__Task__
Using the listing below, retype the line bearing "Query: decorative bowl" and each line after it, word for word, and nothing further.
────────
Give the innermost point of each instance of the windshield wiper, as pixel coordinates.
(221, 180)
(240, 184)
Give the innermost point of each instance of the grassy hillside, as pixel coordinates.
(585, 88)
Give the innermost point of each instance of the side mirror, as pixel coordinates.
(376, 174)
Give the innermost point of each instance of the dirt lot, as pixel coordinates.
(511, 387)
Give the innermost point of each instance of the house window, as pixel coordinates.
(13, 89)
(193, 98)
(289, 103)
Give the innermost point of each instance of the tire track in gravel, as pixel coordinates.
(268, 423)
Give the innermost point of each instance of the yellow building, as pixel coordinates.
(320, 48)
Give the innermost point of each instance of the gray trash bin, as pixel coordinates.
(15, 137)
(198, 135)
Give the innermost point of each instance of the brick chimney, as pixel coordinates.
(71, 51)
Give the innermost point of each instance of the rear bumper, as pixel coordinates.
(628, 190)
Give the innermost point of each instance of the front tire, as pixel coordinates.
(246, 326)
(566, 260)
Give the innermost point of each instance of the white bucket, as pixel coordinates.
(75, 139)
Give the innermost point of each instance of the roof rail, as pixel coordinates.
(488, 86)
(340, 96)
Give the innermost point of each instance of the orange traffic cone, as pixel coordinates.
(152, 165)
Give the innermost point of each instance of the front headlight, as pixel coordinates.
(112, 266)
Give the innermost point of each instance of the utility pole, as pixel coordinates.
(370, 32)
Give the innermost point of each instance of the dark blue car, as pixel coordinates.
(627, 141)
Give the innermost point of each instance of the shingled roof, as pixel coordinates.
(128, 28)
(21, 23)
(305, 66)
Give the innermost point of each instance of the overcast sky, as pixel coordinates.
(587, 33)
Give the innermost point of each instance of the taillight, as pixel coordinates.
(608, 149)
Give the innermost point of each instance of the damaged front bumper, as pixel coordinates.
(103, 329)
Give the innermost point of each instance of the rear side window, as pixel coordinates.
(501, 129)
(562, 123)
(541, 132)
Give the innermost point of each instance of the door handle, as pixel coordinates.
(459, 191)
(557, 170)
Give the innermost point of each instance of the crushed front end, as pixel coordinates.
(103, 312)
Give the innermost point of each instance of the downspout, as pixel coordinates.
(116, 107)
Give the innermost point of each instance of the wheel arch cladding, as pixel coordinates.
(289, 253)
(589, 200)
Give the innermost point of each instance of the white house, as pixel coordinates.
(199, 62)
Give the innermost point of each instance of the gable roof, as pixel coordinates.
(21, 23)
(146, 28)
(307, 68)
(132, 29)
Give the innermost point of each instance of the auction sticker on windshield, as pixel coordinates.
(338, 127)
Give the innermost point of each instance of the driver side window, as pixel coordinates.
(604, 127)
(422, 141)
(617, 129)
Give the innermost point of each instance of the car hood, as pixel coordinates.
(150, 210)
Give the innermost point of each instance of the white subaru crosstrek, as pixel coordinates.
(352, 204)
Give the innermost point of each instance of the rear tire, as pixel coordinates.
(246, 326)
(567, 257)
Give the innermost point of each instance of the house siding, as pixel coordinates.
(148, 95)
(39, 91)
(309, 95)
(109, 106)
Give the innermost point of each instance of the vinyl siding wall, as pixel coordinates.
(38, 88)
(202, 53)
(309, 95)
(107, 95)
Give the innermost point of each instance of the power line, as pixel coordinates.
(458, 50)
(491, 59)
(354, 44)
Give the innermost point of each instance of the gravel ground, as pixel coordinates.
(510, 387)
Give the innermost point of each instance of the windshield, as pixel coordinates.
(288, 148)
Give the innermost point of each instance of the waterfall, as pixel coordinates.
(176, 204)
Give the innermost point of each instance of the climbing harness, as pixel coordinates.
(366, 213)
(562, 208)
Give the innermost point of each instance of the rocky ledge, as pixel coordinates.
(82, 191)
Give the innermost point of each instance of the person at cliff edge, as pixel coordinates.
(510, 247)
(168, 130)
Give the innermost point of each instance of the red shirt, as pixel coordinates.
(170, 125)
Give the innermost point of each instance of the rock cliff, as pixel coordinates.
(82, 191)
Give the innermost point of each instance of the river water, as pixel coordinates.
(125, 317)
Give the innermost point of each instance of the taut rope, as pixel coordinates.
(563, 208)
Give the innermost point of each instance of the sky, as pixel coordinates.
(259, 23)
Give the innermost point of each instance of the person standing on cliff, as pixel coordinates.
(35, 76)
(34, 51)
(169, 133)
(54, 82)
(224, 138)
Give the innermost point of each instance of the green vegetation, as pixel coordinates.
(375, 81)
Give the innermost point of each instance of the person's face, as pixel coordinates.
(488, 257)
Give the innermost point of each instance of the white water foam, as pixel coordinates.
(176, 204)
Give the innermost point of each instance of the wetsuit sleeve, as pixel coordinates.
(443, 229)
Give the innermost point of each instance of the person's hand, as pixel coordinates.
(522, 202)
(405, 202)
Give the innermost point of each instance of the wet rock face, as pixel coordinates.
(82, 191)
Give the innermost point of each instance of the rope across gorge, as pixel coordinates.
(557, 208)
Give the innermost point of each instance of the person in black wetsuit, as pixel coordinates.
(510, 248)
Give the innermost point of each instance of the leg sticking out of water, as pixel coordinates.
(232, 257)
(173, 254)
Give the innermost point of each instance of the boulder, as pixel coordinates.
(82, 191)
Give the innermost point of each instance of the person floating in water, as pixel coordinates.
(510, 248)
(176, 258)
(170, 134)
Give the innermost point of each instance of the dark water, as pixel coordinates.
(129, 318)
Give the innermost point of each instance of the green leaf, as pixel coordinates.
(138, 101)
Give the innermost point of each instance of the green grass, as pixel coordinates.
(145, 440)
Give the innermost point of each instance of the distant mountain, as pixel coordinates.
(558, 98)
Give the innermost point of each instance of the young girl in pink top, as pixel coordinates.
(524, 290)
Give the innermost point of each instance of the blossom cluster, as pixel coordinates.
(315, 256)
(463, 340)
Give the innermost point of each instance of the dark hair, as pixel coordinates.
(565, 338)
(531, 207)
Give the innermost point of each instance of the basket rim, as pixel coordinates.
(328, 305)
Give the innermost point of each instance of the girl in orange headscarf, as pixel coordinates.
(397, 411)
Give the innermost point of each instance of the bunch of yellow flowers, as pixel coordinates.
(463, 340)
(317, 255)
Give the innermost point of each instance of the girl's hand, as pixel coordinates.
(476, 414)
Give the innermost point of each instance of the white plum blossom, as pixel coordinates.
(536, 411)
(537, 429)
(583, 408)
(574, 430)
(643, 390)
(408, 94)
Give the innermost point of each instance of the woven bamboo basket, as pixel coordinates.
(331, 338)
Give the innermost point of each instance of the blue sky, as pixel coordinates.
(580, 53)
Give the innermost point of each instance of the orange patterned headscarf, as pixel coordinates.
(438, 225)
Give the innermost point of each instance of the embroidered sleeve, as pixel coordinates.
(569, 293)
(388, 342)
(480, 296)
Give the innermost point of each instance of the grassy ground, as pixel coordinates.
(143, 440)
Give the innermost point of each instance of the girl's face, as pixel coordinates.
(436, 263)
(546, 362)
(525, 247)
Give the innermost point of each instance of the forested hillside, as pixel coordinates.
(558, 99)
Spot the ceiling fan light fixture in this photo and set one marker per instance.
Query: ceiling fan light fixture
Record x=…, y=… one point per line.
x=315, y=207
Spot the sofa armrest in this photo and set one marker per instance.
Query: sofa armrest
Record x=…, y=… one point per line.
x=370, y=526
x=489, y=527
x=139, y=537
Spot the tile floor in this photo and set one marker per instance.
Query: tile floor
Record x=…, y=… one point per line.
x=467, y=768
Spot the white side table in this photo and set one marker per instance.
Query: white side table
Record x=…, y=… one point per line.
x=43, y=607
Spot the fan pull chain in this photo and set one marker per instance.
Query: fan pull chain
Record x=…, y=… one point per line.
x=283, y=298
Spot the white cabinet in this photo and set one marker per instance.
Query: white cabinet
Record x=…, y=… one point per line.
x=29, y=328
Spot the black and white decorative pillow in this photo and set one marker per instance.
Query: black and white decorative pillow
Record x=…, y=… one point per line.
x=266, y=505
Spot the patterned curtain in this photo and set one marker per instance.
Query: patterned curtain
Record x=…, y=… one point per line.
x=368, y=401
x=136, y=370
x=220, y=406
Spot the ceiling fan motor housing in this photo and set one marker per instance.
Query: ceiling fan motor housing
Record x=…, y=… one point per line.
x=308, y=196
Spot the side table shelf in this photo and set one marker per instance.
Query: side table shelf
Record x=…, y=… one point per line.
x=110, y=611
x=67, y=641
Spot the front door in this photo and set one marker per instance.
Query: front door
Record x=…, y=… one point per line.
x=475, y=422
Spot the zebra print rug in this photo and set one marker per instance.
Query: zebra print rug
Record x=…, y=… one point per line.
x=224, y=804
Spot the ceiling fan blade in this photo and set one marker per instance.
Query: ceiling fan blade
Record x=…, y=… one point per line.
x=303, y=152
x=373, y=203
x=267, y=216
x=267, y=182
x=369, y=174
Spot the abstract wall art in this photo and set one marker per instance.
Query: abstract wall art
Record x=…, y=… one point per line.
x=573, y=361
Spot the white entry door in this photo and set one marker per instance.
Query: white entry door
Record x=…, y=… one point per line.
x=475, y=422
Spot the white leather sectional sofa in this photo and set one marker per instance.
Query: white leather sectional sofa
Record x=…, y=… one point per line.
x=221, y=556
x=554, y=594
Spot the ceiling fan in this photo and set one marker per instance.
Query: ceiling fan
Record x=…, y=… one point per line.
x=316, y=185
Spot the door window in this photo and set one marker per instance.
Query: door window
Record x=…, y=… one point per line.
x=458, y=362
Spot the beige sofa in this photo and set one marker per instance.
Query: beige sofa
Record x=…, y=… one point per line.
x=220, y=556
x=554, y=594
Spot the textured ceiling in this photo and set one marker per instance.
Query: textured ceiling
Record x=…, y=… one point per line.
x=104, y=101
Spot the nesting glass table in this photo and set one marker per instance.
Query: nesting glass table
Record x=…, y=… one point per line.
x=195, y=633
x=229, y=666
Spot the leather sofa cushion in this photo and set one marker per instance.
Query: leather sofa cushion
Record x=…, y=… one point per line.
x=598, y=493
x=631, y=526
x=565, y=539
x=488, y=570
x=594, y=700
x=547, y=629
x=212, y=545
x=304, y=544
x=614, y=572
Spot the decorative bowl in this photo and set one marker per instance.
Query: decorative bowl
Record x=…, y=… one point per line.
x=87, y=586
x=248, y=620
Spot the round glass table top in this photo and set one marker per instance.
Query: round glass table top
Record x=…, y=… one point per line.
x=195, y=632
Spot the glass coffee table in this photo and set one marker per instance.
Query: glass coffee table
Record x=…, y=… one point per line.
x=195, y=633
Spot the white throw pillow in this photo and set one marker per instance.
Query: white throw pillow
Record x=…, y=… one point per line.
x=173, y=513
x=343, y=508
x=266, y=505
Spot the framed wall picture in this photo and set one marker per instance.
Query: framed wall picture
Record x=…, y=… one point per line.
────────
__Task solution__
Query: decorative bowl
Record x=…, y=… one point per line.
x=87, y=586
x=248, y=620
Spot the round glass table top in this photo and set one marker per instance.
Query: round glass table top
Record x=…, y=… one point per line.
x=195, y=632
Spot the glass coffee table in this photo and set one marker per instance.
Query: glass coffee table
Record x=…, y=… one point per line.
x=195, y=633
Spot the white throw pillow in this photo and set one marker per instance.
Query: white throw pillow
Record x=…, y=… one point per line.
x=173, y=513
x=343, y=508
x=266, y=505
Spot the framed wall picture in this photo and set one marker per instance.
Query: framed wall picture
Record x=…, y=… one point per line.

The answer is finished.